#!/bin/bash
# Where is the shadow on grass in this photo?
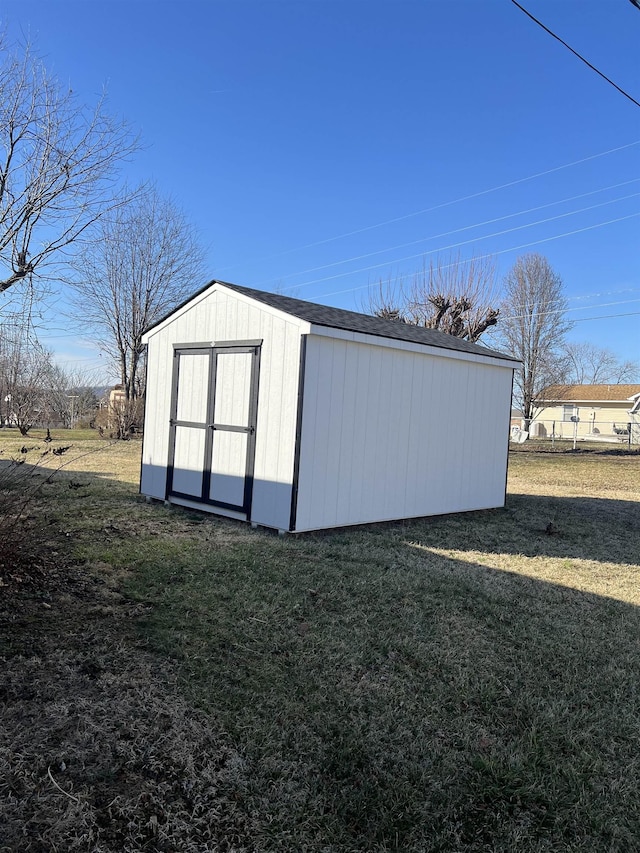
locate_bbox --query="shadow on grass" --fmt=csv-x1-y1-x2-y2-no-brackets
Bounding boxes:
5,450,640,853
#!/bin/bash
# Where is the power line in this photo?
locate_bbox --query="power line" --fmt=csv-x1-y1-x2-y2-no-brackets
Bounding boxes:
284,205,640,293
511,0,640,107
318,212,640,299
573,311,640,323
254,178,640,287
500,299,640,323
216,139,640,275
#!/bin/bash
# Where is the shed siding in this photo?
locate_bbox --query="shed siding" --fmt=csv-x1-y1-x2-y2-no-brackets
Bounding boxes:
296,335,512,531
141,291,300,528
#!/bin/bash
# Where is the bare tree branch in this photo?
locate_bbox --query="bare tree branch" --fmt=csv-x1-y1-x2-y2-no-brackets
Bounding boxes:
499,254,571,423
365,255,500,343
68,189,203,432
0,36,138,293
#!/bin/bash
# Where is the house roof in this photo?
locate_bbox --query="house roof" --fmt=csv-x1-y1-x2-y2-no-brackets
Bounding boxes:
538,385,640,403
149,279,518,362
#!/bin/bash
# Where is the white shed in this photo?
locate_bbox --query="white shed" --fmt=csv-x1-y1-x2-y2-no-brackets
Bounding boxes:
141,281,518,533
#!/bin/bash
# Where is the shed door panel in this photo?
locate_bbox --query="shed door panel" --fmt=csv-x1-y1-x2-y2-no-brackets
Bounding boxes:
172,426,207,497
209,430,248,506
175,352,211,427
167,346,259,514
213,352,253,427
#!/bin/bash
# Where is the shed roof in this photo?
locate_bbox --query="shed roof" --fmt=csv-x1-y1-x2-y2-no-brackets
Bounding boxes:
538,385,640,403
149,279,518,362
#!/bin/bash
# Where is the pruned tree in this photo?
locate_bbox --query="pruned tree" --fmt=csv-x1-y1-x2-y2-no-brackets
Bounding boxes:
0,35,137,293
563,341,640,385
499,253,572,428
69,188,203,438
367,255,500,343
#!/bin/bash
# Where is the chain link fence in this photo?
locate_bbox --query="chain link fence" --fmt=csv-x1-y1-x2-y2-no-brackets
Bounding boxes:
511,417,640,447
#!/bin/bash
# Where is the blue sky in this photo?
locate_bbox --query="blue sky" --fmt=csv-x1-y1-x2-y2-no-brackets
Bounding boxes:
0,0,640,380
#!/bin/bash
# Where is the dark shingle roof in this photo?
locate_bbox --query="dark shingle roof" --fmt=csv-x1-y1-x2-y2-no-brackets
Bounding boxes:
216,281,517,361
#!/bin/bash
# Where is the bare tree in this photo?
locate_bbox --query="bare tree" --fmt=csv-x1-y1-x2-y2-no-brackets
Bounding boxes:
564,342,640,385
0,35,137,293
499,254,571,427
69,189,203,437
367,255,499,343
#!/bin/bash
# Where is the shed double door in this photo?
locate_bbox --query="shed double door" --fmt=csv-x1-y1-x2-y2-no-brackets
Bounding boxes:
167,345,260,516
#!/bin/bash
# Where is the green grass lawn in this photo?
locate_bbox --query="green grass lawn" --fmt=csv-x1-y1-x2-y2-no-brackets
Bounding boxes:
0,436,640,853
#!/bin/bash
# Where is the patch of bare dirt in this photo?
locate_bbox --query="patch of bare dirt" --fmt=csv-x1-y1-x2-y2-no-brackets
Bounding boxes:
0,560,253,853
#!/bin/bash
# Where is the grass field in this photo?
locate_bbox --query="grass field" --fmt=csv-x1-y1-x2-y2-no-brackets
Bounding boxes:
0,433,640,853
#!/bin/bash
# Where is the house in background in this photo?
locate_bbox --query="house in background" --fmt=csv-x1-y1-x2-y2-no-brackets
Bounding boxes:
140,281,519,532
530,385,640,444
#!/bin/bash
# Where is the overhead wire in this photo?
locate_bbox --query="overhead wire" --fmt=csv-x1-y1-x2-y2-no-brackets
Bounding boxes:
511,0,640,107
283,201,640,293
255,178,640,287
318,211,640,299
212,139,640,274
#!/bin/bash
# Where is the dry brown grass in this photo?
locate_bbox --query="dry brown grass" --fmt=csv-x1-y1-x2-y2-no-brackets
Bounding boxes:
0,436,640,853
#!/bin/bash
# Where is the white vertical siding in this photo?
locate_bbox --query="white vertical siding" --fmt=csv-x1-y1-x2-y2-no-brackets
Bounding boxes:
296,335,512,531
141,290,300,529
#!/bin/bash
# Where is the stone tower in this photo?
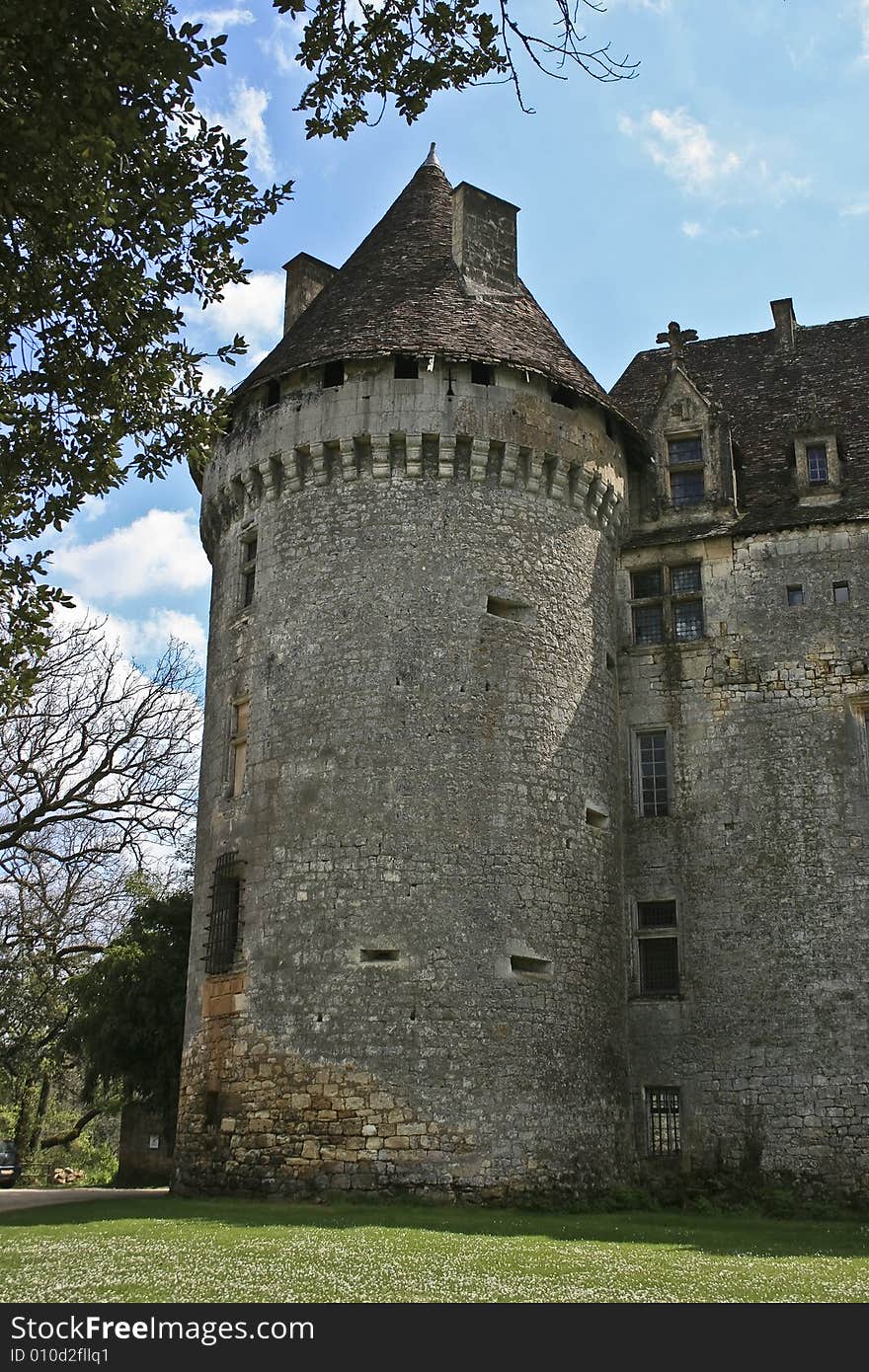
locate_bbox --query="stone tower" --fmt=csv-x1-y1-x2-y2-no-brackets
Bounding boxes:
177,150,633,1197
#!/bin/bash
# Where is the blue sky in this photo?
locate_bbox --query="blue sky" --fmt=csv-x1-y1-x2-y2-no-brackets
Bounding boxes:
52,0,869,661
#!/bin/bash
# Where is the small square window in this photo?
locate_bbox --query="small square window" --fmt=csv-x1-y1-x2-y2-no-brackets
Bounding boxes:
630,567,665,599
645,1087,681,1157
670,563,700,595
668,435,703,467
633,605,665,644
638,937,679,996
637,900,675,929
670,472,706,507
806,443,830,486
672,601,703,644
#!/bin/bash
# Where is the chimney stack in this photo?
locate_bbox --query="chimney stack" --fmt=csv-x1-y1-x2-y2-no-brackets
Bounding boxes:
453,181,518,293
769,296,796,348
284,253,338,334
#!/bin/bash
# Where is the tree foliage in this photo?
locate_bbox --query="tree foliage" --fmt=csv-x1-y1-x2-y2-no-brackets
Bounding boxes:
0,0,289,700
275,0,637,138
66,890,193,1118
0,620,199,1158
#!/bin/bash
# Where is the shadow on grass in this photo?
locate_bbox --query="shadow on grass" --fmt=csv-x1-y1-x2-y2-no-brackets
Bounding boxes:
0,1195,869,1258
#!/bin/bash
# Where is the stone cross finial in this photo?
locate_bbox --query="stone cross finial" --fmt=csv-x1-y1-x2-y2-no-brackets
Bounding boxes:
655,320,697,361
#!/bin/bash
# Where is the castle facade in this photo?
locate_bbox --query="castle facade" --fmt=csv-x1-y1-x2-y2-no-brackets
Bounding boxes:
176,152,869,1199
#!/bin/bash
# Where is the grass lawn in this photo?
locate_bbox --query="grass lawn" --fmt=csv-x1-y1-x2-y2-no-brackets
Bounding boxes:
0,1196,869,1302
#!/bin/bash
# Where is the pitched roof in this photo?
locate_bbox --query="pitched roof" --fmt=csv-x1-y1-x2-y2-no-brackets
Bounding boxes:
612,317,869,532
243,158,612,409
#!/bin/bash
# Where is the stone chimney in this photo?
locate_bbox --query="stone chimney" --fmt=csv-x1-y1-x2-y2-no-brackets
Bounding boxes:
284,253,338,334
769,296,796,348
453,181,518,292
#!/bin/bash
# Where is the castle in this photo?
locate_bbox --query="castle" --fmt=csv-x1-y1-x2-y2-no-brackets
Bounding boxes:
176,148,869,1199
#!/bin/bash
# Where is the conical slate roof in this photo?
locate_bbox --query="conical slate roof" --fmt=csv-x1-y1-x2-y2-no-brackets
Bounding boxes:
243,155,612,408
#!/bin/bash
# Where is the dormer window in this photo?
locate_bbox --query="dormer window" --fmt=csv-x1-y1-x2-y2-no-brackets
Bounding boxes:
794,429,841,505
668,433,706,509
806,443,830,486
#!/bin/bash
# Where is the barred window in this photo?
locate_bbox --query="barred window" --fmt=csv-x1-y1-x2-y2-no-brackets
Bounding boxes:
672,599,703,644
636,900,679,996
668,433,706,509
668,435,703,467
633,605,665,644
645,1087,681,1157
630,563,704,644
637,728,670,819
806,443,830,486
204,852,242,975
670,472,706,509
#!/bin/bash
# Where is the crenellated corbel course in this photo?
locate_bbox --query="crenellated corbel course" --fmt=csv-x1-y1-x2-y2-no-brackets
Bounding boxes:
200,433,623,549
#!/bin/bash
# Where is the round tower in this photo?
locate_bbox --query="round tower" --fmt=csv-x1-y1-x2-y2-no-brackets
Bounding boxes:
177,155,629,1199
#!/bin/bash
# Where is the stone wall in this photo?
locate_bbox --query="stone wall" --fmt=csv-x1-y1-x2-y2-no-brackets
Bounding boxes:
620,524,869,1191
179,362,629,1196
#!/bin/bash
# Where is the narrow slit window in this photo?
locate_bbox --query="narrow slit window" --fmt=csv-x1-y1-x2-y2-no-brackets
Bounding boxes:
242,532,257,609
510,956,552,977
645,1087,681,1157
637,728,670,819
229,700,250,798
204,852,242,975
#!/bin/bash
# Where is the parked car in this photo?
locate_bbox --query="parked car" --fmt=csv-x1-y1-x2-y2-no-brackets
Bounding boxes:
0,1139,21,1186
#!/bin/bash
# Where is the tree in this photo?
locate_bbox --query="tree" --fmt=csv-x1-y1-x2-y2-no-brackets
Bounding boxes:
66,890,193,1141
0,0,636,707
0,0,291,701
279,0,638,138
0,620,200,1157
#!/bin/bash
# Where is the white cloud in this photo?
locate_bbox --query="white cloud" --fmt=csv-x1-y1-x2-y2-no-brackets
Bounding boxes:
184,8,251,33
203,81,275,176
101,609,207,667
619,110,740,191
260,14,307,77
200,271,285,356
856,0,869,62
619,106,807,202
52,509,210,604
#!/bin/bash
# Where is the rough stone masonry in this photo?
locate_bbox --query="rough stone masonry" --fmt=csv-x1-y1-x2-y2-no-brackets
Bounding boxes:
176,152,869,1200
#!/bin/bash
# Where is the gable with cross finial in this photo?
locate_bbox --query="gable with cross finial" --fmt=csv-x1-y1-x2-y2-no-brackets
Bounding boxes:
655,320,697,361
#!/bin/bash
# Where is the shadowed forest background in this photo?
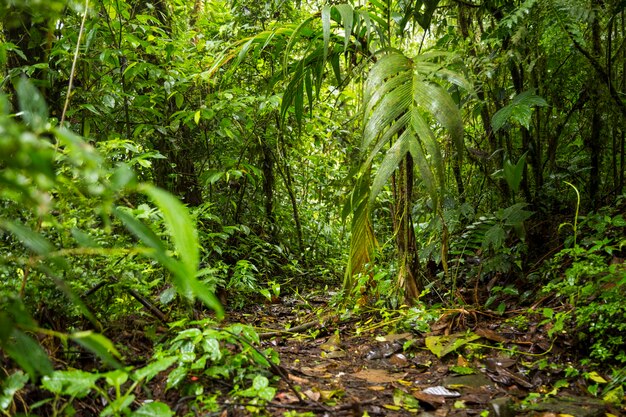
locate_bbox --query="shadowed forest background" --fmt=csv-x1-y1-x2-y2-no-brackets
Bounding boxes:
0,0,626,417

# # #

> **What needs to be done**
How many lines in the records above contain the word "foliage"? Reply with the number alone.

> **Task answer**
2